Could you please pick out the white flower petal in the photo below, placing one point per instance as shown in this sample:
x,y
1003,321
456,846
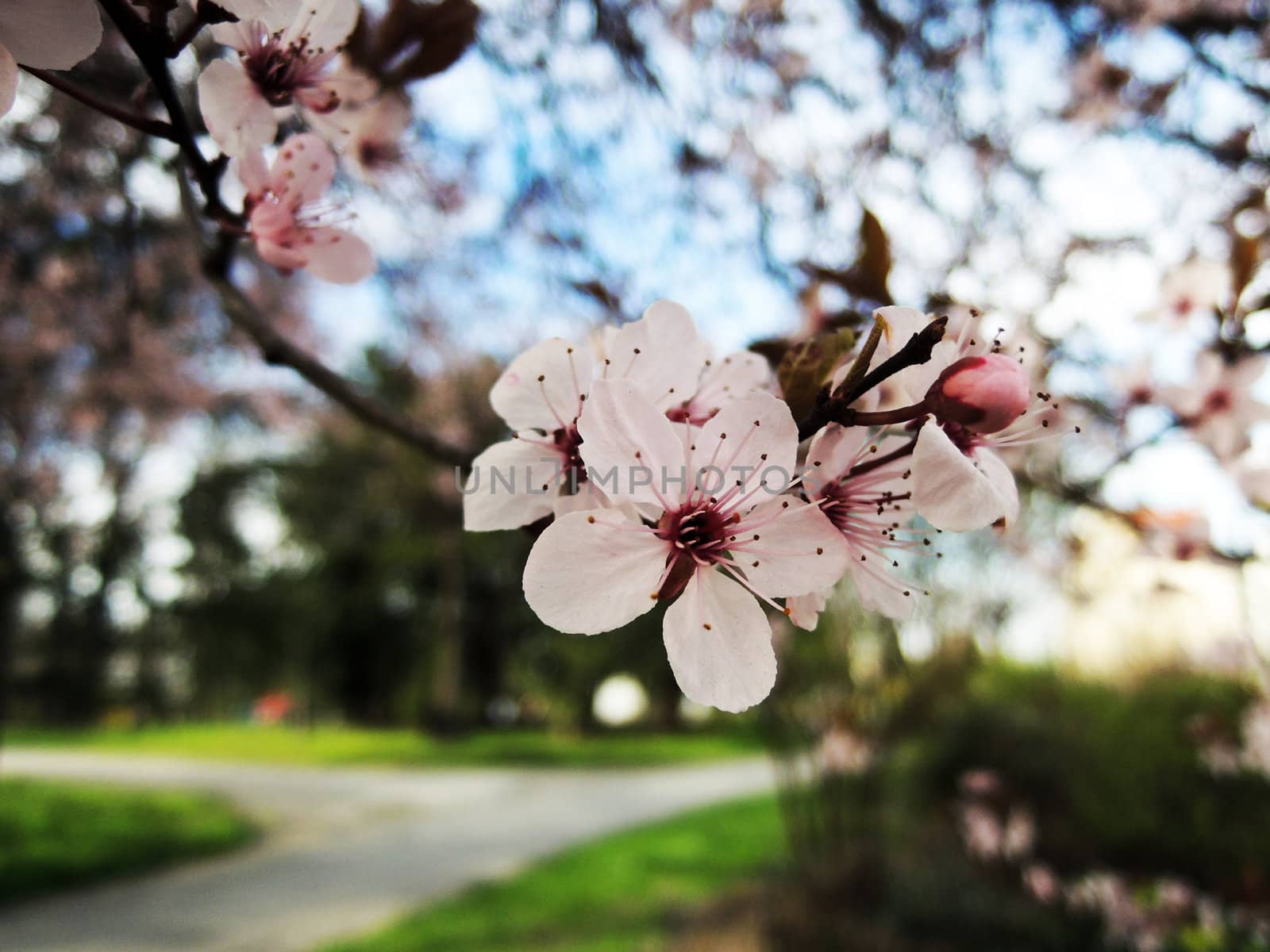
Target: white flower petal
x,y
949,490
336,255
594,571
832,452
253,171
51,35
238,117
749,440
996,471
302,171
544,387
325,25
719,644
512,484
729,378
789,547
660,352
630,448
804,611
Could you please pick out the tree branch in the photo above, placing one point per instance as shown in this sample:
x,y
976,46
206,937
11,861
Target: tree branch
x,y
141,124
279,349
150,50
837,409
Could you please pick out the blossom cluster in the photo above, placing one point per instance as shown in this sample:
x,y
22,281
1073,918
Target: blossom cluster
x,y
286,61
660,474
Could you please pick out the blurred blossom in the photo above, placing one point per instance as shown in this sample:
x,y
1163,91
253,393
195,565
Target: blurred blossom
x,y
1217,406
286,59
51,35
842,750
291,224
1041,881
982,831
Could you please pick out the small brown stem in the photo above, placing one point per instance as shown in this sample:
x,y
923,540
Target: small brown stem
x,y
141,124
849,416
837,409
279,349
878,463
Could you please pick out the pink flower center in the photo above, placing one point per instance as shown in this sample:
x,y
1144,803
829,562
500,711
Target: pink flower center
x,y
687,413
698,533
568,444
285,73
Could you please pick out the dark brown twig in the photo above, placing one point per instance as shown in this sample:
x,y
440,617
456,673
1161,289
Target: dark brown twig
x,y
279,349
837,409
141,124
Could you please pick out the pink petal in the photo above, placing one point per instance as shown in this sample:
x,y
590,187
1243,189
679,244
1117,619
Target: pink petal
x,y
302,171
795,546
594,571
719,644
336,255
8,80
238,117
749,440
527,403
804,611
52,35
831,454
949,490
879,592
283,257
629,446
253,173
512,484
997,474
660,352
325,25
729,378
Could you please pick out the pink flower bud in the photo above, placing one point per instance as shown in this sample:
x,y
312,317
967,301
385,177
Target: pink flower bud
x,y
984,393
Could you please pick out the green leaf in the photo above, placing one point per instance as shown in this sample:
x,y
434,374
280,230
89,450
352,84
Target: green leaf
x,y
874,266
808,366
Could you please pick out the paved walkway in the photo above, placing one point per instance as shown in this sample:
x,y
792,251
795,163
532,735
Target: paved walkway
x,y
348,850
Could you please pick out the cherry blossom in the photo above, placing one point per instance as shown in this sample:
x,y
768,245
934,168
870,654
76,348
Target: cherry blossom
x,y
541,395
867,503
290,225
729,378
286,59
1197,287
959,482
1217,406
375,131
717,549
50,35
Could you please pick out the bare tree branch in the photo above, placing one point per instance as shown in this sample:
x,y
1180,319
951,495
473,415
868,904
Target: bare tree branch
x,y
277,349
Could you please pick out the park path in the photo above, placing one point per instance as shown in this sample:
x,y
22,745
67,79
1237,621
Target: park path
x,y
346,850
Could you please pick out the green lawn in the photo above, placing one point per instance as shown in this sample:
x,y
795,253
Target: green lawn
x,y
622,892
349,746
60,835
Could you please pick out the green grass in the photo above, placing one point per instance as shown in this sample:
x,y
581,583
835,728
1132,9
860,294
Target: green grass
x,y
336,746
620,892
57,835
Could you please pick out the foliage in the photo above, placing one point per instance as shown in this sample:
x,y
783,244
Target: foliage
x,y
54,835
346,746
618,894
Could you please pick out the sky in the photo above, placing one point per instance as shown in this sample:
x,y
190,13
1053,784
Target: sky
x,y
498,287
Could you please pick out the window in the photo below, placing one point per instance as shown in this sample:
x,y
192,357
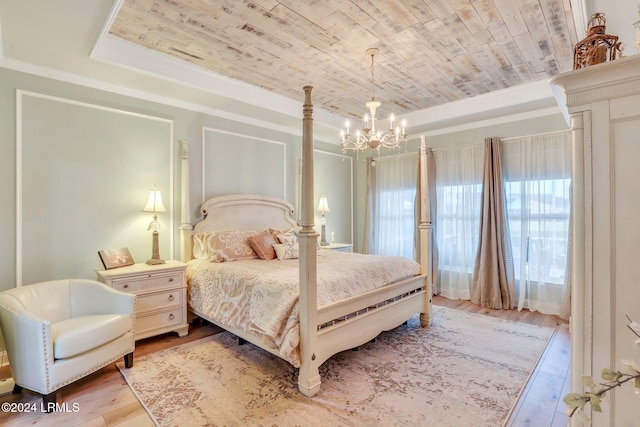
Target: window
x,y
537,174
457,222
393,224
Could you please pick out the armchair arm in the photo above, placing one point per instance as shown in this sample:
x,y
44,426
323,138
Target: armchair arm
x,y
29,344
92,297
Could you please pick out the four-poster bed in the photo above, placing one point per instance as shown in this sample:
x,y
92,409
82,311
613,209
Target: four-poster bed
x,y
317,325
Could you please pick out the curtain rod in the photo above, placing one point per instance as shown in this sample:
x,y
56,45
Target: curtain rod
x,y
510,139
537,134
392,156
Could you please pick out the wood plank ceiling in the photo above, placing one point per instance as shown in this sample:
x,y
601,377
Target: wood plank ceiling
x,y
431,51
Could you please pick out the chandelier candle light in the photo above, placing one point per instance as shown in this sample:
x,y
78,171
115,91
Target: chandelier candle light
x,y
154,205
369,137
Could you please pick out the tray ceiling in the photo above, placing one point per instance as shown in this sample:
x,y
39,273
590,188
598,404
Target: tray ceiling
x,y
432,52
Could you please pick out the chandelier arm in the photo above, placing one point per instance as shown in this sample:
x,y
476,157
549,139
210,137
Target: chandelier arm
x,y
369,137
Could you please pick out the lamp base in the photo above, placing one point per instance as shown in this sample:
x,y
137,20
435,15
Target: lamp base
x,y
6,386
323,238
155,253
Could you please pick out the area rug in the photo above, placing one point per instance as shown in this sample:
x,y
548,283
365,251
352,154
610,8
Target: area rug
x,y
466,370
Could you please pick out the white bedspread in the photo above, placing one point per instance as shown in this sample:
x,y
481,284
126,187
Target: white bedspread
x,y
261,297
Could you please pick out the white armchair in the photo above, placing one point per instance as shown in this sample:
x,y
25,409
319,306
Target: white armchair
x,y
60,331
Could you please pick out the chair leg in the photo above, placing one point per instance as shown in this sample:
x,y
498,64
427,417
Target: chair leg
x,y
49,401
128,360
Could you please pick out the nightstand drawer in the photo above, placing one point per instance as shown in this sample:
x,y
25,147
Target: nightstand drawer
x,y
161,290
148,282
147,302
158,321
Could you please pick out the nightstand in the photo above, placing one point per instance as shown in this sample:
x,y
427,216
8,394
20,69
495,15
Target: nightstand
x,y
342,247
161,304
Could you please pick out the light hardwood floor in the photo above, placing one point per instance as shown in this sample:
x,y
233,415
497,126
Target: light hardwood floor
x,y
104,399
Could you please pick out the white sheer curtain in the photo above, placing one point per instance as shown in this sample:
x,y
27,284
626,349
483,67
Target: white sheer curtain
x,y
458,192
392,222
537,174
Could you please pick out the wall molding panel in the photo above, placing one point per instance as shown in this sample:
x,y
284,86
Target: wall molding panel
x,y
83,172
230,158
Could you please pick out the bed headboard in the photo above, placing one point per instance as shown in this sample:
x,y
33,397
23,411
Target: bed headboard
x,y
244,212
───
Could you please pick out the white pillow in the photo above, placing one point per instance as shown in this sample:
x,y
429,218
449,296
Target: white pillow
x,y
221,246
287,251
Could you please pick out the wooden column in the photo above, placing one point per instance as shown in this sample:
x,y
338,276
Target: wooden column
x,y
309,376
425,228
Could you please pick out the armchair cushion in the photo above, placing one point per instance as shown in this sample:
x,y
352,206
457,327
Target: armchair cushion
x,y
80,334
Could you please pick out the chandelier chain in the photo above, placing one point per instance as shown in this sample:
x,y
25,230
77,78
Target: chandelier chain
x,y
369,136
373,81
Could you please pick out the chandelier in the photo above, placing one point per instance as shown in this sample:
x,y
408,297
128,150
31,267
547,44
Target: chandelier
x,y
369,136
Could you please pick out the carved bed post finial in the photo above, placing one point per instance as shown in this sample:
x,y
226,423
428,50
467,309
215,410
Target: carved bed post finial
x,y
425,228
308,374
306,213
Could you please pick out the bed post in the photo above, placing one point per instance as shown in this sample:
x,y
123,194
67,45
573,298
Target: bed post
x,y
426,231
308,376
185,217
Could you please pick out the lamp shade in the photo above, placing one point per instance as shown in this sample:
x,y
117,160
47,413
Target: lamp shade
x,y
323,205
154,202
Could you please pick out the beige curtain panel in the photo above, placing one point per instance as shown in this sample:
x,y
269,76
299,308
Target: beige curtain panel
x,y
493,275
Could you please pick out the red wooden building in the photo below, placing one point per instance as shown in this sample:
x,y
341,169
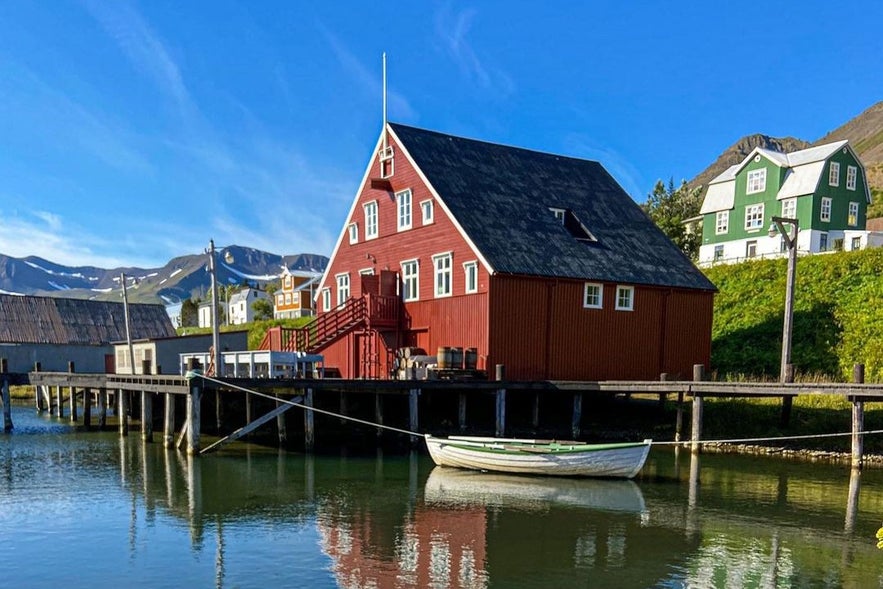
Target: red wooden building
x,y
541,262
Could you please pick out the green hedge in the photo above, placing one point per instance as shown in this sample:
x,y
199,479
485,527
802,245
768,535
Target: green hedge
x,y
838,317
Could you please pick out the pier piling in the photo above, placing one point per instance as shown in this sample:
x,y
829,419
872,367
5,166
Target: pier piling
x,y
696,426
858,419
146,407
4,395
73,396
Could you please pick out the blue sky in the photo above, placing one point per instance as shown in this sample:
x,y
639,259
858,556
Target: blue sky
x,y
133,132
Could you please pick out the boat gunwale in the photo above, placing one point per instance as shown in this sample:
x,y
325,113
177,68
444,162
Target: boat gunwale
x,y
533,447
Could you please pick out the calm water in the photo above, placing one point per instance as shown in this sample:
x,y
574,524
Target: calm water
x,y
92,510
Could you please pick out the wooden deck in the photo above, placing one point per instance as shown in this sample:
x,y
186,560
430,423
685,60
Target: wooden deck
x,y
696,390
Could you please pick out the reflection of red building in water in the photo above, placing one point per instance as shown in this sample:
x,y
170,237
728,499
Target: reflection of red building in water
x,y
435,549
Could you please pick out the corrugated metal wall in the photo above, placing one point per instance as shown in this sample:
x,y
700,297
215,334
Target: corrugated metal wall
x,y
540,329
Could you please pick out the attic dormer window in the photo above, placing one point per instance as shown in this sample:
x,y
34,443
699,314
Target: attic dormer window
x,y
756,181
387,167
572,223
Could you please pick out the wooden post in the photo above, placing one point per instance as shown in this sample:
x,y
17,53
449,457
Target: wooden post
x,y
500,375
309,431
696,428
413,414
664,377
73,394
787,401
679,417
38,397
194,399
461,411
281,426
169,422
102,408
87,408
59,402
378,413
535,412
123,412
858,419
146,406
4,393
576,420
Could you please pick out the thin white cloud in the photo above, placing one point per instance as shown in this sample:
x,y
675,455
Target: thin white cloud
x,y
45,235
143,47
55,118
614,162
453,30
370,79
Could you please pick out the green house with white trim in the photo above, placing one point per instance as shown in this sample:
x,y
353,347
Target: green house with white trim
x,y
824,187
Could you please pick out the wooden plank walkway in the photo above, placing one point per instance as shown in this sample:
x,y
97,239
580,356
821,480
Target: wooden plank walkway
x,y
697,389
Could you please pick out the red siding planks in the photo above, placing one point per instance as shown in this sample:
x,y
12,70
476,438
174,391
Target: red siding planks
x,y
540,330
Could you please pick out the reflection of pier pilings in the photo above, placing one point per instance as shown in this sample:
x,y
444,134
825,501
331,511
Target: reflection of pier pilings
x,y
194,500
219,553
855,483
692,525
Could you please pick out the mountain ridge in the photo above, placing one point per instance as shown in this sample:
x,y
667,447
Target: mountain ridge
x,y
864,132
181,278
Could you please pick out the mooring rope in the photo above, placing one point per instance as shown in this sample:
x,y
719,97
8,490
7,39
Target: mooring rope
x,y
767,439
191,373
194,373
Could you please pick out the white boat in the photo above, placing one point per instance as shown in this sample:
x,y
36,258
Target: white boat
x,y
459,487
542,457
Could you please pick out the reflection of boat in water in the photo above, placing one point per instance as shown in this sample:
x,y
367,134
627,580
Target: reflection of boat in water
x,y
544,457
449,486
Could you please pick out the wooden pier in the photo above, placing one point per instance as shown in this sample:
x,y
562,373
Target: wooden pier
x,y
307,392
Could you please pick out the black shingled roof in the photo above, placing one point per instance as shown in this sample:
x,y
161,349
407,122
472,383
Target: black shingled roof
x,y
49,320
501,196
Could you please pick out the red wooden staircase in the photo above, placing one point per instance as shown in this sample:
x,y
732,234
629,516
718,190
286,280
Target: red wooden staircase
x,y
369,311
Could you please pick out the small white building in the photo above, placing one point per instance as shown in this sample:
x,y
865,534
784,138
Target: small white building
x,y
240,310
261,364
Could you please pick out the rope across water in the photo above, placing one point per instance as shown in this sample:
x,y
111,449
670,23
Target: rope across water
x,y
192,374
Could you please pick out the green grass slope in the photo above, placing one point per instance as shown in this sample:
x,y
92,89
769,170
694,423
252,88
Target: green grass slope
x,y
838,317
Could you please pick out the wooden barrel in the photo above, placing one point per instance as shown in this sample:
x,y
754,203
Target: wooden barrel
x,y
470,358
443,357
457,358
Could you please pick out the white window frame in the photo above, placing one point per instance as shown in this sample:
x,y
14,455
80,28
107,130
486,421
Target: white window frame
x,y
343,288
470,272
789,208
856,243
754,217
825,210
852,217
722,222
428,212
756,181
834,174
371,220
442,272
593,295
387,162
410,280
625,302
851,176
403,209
───
◆ Task directions
Return only those lines of the records that contain the string "below".

◆ Response area
Could you please pick out the white flower petal in the photo below, placing one point per instance as shown in this sample:
Could you please pick out the window in the photo below, placing one point per instance as shown in this sample:
Could you please pick out the red wooden building in the photo below, placing one point per instance as shown in this sample:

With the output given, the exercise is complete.